**Records supplied:**
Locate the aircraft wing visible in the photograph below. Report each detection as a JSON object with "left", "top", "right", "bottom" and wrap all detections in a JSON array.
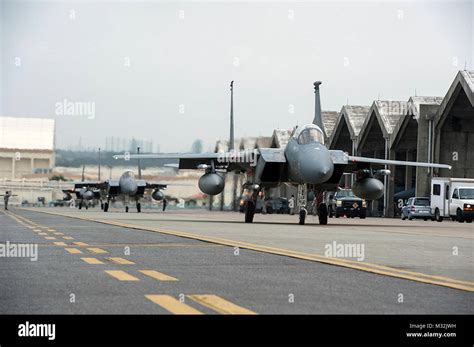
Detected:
[
  {"left": 347, "top": 155, "right": 451, "bottom": 170},
  {"left": 114, "top": 151, "right": 259, "bottom": 171},
  {"left": 74, "top": 181, "right": 104, "bottom": 189},
  {"left": 329, "top": 150, "right": 451, "bottom": 171}
]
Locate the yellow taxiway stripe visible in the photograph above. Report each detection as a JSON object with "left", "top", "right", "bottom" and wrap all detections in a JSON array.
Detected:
[
  {"left": 145, "top": 295, "right": 202, "bottom": 314},
  {"left": 64, "top": 248, "right": 82, "bottom": 254},
  {"left": 23, "top": 211, "right": 474, "bottom": 292},
  {"left": 187, "top": 294, "right": 256, "bottom": 314},
  {"left": 105, "top": 257, "right": 135, "bottom": 265},
  {"left": 138, "top": 270, "right": 178, "bottom": 281},
  {"left": 87, "top": 248, "right": 108, "bottom": 254},
  {"left": 81, "top": 258, "right": 104, "bottom": 265},
  {"left": 105, "top": 270, "right": 140, "bottom": 281}
]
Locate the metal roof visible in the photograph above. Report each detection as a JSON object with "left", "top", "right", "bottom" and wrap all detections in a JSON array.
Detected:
[
  {"left": 408, "top": 96, "right": 443, "bottom": 119},
  {"left": 272, "top": 129, "right": 293, "bottom": 148},
  {"left": 435, "top": 70, "right": 474, "bottom": 126},
  {"left": 0, "top": 117, "right": 55, "bottom": 151},
  {"left": 255, "top": 136, "right": 273, "bottom": 148}
]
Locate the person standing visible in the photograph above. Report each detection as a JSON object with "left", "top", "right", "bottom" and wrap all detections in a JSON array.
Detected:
[
  {"left": 3, "top": 190, "right": 11, "bottom": 210},
  {"left": 288, "top": 194, "right": 295, "bottom": 215}
]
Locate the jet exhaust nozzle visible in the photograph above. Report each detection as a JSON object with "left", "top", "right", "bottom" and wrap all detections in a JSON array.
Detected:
[{"left": 352, "top": 177, "right": 384, "bottom": 200}]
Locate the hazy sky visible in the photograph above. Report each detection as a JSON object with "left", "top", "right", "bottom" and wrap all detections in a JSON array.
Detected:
[{"left": 0, "top": 1, "right": 474, "bottom": 152}]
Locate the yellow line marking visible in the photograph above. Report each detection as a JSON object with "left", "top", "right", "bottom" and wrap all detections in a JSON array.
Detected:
[
  {"left": 105, "top": 257, "right": 135, "bottom": 265},
  {"left": 145, "top": 295, "right": 202, "bottom": 314},
  {"left": 64, "top": 248, "right": 82, "bottom": 254},
  {"left": 187, "top": 294, "right": 256, "bottom": 314},
  {"left": 87, "top": 248, "right": 108, "bottom": 253},
  {"left": 105, "top": 270, "right": 140, "bottom": 281},
  {"left": 73, "top": 242, "right": 89, "bottom": 246},
  {"left": 138, "top": 270, "right": 178, "bottom": 281},
  {"left": 24, "top": 211, "right": 474, "bottom": 292},
  {"left": 81, "top": 258, "right": 104, "bottom": 265}
]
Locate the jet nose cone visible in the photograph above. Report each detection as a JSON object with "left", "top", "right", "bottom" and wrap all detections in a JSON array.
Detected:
[{"left": 300, "top": 146, "right": 334, "bottom": 184}]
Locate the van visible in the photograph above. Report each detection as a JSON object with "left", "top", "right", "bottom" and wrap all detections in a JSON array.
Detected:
[{"left": 430, "top": 177, "right": 474, "bottom": 223}]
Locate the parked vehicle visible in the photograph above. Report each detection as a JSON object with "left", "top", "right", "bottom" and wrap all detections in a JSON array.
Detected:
[
  {"left": 328, "top": 189, "right": 367, "bottom": 219},
  {"left": 265, "top": 198, "right": 290, "bottom": 214},
  {"left": 401, "top": 197, "right": 434, "bottom": 220},
  {"left": 431, "top": 177, "right": 474, "bottom": 223}
]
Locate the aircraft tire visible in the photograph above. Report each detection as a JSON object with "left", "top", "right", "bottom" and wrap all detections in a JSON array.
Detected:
[
  {"left": 299, "top": 208, "right": 306, "bottom": 225},
  {"left": 456, "top": 208, "right": 464, "bottom": 223},
  {"left": 435, "top": 208, "right": 443, "bottom": 223},
  {"left": 318, "top": 204, "right": 328, "bottom": 225}
]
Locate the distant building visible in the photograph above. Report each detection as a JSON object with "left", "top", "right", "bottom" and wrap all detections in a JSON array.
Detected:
[{"left": 0, "top": 117, "right": 55, "bottom": 179}]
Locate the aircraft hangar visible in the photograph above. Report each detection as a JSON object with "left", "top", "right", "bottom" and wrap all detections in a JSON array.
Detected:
[{"left": 212, "top": 70, "right": 474, "bottom": 217}]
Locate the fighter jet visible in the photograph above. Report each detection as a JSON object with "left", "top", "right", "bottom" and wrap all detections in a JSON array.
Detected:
[
  {"left": 114, "top": 81, "right": 451, "bottom": 225},
  {"left": 63, "top": 166, "right": 104, "bottom": 210},
  {"left": 101, "top": 147, "right": 167, "bottom": 213}
]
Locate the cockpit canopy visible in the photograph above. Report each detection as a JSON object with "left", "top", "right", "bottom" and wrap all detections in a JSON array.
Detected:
[{"left": 293, "top": 124, "right": 324, "bottom": 145}]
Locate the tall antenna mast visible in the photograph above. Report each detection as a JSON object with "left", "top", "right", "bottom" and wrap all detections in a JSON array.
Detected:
[{"left": 229, "top": 81, "right": 234, "bottom": 151}]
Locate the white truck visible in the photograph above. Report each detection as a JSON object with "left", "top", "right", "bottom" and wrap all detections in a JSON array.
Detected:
[{"left": 431, "top": 177, "right": 474, "bottom": 223}]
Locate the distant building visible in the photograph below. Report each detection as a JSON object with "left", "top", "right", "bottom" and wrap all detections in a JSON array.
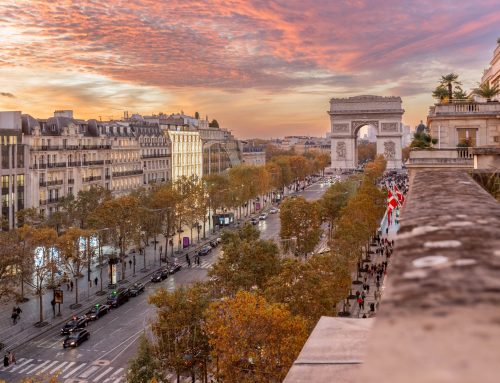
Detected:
[
  {"left": 0, "top": 112, "right": 29, "bottom": 230},
  {"left": 481, "top": 38, "right": 500, "bottom": 101}
]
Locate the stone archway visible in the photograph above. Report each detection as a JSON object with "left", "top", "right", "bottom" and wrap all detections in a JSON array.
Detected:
[{"left": 328, "top": 96, "right": 404, "bottom": 169}]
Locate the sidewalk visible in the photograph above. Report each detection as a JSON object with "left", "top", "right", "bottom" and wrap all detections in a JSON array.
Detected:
[{"left": 0, "top": 225, "right": 225, "bottom": 350}]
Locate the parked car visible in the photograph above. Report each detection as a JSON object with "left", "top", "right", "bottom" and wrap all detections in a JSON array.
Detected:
[
  {"left": 61, "top": 315, "right": 88, "bottom": 335},
  {"left": 107, "top": 287, "right": 130, "bottom": 307},
  {"left": 63, "top": 330, "right": 90, "bottom": 348},
  {"left": 198, "top": 245, "right": 212, "bottom": 255},
  {"left": 85, "top": 303, "right": 109, "bottom": 320},
  {"left": 129, "top": 282, "right": 144, "bottom": 297},
  {"left": 167, "top": 263, "right": 182, "bottom": 274},
  {"left": 151, "top": 271, "right": 163, "bottom": 283}
]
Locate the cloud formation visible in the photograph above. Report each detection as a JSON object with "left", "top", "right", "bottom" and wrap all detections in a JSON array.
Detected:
[{"left": 0, "top": 0, "right": 500, "bottom": 136}]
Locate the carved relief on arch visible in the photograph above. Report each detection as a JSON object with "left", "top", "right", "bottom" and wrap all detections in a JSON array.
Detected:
[
  {"left": 333, "top": 123, "right": 349, "bottom": 133},
  {"left": 351, "top": 121, "right": 378, "bottom": 132},
  {"left": 380, "top": 122, "right": 399, "bottom": 132}
]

**Work required:** Edit all of the items above, changing "photograph" to "image" and leaving everything else as it is. Omit the pictures from your version.

**Answer to the exercise:**
Locate the aircraft wing visible in the image below. Report each detection as a JSON object with "left", "top", "right", "bottom" and wrap all detections in a JSON array.
Detected:
[
  {"left": 347, "top": 155, "right": 451, "bottom": 170},
  {"left": 114, "top": 151, "right": 259, "bottom": 171},
  {"left": 74, "top": 181, "right": 104, "bottom": 189},
  {"left": 329, "top": 150, "right": 451, "bottom": 171}
]
Locate the yellow taxiway stripe visible in the image above. Report each detection as a JSON object with "left", "top", "right", "bottom" and wrap all detections in a JSON array.
Detected:
[
  {"left": 145, "top": 295, "right": 202, "bottom": 314},
  {"left": 64, "top": 248, "right": 82, "bottom": 254},
  {"left": 23, "top": 211, "right": 474, "bottom": 292},
  {"left": 187, "top": 294, "right": 256, "bottom": 314},
  {"left": 105, "top": 257, "right": 135, "bottom": 265},
  {"left": 138, "top": 270, "right": 178, "bottom": 281},
  {"left": 87, "top": 248, "right": 108, "bottom": 254},
  {"left": 81, "top": 258, "right": 104, "bottom": 265},
  {"left": 105, "top": 270, "right": 140, "bottom": 281}
]
Locate the metal roof visible in the image above. Report each detection as a JSON object with "left", "top", "right", "bottom" and wrap all detections in a JSON array.
Detected:
[
  {"left": 408, "top": 96, "right": 443, "bottom": 119},
  {"left": 272, "top": 129, "right": 293, "bottom": 148},
  {"left": 435, "top": 70, "right": 474, "bottom": 126},
  {"left": 0, "top": 117, "right": 55, "bottom": 151},
  {"left": 255, "top": 136, "right": 273, "bottom": 148}
]
Locate the person standing visible in the image above. Report each detection as a JSON object with "left", "top", "right", "bottom" and wrap all detections in a JSON array.
Detected:
[
  {"left": 3, "top": 190, "right": 11, "bottom": 210},
  {"left": 288, "top": 194, "right": 295, "bottom": 215}
]
Locate the jet exhaust nozzle visible in the image above. Report each detection as a JSON object with "left", "top", "right", "bottom" and wrap all detections in a JSON array.
Detected:
[{"left": 352, "top": 177, "right": 384, "bottom": 200}]
Locate the hazy sky visible in the image above. Report each detection as a JSON object with "left", "top", "right", "bottom" and wrap all detections in a JSON array.
Detected:
[{"left": 0, "top": 1, "right": 474, "bottom": 152}]
Locate the yellow line marking visible in the image above. Report each detection as a JSON object with "left", "top", "right", "bottom" and wrap all detections in a JSON array.
Detected:
[
  {"left": 105, "top": 257, "right": 135, "bottom": 265},
  {"left": 145, "top": 295, "right": 202, "bottom": 314},
  {"left": 64, "top": 248, "right": 82, "bottom": 254},
  {"left": 187, "top": 294, "right": 256, "bottom": 314},
  {"left": 87, "top": 248, "right": 108, "bottom": 253},
  {"left": 105, "top": 270, "right": 140, "bottom": 281},
  {"left": 73, "top": 242, "right": 89, "bottom": 246},
  {"left": 138, "top": 270, "right": 178, "bottom": 281},
  {"left": 24, "top": 211, "right": 474, "bottom": 292},
  {"left": 81, "top": 258, "right": 104, "bottom": 265}
]
Locate the jet nose cone visible in the image above. Report each detection as a JSON object with "left", "top", "right", "bottom" and wrap all detections in a JSON array.
Detected:
[{"left": 300, "top": 146, "right": 334, "bottom": 184}]
Locate the van visible in the image above. Report each detection as a JSON object with "left", "top", "right", "bottom" and wrap all detections in a JSON array.
Detected:
[{"left": 430, "top": 177, "right": 474, "bottom": 223}]
Locate the parked vehicle visible in the image above. Report each detection as a JSON object with "left", "top", "right", "bottom" and wrap all detections in a JSON array.
Detected:
[
  {"left": 328, "top": 189, "right": 367, "bottom": 219},
  {"left": 265, "top": 198, "right": 290, "bottom": 214},
  {"left": 401, "top": 197, "right": 434, "bottom": 220},
  {"left": 431, "top": 177, "right": 474, "bottom": 223}
]
Locate the aircraft tire visible in the image above. Report each detection as a JSON object with "left", "top", "right", "bottom" and wrap all detections in a JSON array.
Detected:
[
  {"left": 299, "top": 208, "right": 306, "bottom": 225},
  {"left": 456, "top": 208, "right": 464, "bottom": 223},
  {"left": 435, "top": 208, "right": 443, "bottom": 223},
  {"left": 318, "top": 204, "right": 328, "bottom": 225}
]
Locate the distant building visible in the image above. Report each detection as a JSON object with "left", "top", "right", "bottom" and wrap all detections in a JSON array.
Detected:
[{"left": 0, "top": 117, "right": 55, "bottom": 179}]
Locate the aircraft hangar visible in the image above. Report each detection as a JSON object with "left", "top", "right", "bottom" and wrap all detections in a JSON array.
Detected:
[{"left": 212, "top": 70, "right": 474, "bottom": 217}]
Locate the fighter jet visible in the image above. Report each detection as a JSON object with "left", "top", "right", "bottom" and wrap all detections in a JSON array.
Detected:
[
  {"left": 114, "top": 81, "right": 451, "bottom": 225},
  {"left": 63, "top": 166, "right": 104, "bottom": 210},
  {"left": 101, "top": 147, "right": 167, "bottom": 213}
]
Locate the cockpit canopy visible in the image above. Report each detection as a JSON object with "left", "top", "right", "bottom" and wrap all detections in a JSON array.
Detected:
[{"left": 293, "top": 124, "right": 324, "bottom": 145}]
Locate the tall antenna mast visible in the image above. Report each detection as a JSON object with "left", "top", "right", "bottom" and wrap all detections in a JSON array.
Detected:
[{"left": 229, "top": 81, "right": 234, "bottom": 151}]
Locate the white truck visible in the image above. Report each detection as a JSON object with "left", "top", "right", "bottom" and wrap all detections in a JSON array.
Detected:
[{"left": 431, "top": 177, "right": 474, "bottom": 223}]
Locate the distant building visible in the image below. Report each detection as a JSON object with "left", "top", "right", "bottom" and wrap all detections in a JSON array.
Detected:
[
  {"left": 0, "top": 112, "right": 29, "bottom": 230},
  {"left": 481, "top": 38, "right": 500, "bottom": 101}
]
Locate the stone archway visible in the image above. Report each detection as a JSON object with "left", "top", "right", "bottom" and wrap all detections in a JSON array.
Detected:
[{"left": 328, "top": 96, "right": 404, "bottom": 169}]
Locate the sidewalk visible in the image above. Report each detection as a JSON object with "left", "top", "right", "bottom" and wrap all detections in a JSON array.
Detected:
[{"left": 0, "top": 225, "right": 225, "bottom": 350}]
Locate the parked car visible in the image above. Report each detection as a JSON object with "left", "top", "right", "bottom" and wrap all detections in a JSON array.
Detected:
[
  {"left": 61, "top": 315, "right": 88, "bottom": 335},
  {"left": 107, "top": 287, "right": 130, "bottom": 307},
  {"left": 63, "top": 330, "right": 90, "bottom": 348},
  {"left": 198, "top": 245, "right": 212, "bottom": 255},
  {"left": 85, "top": 303, "right": 109, "bottom": 320},
  {"left": 129, "top": 282, "right": 144, "bottom": 297},
  {"left": 167, "top": 263, "right": 182, "bottom": 274},
  {"left": 151, "top": 271, "right": 163, "bottom": 283}
]
Locate the cloud formation visible in the image above. Report each detection as a JSON object with "left", "top", "right", "bottom" and wrap all detections in a JSON array.
Detected:
[{"left": 0, "top": 0, "right": 500, "bottom": 136}]
Locate the carved relief on arch visible in the image above. Report each detection as a JSON object with "left", "top", "right", "bottom" and wrap all detections in a JSON array.
Detected:
[
  {"left": 333, "top": 123, "right": 349, "bottom": 133},
  {"left": 351, "top": 121, "right": 378, "bottom": 132},
  {"left": 380, "top": 122, "right": 399, "bottom": 132}
]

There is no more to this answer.